Direction: Rewrite the lines of the records below, replacing "marker" with "point" and leaving everything else unchanged. Omit the pictures from your output.

Data entries:
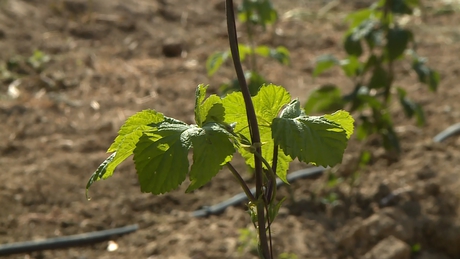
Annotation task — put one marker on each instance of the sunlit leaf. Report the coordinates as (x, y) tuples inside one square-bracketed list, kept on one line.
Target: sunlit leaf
[(311, 139), (267, 103)]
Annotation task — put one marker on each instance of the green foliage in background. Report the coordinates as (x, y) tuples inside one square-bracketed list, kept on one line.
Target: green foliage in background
[(374, 43)]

Exercise answer:
Annotation task — put one point on each instance of the sunlit leaf. Report the coordinates as (x, y) tuples inside one square-bracketed list, kept on one line.
Target: sunlit leaf
[(311, 139), (267, 103)]
Annotation task — put one point on each instance of the green foliage in background. Report the coordinates as (x, y) tuples inside one square-bracketed list, kept on one line.
Target: green foliage in background
[(374, 43)]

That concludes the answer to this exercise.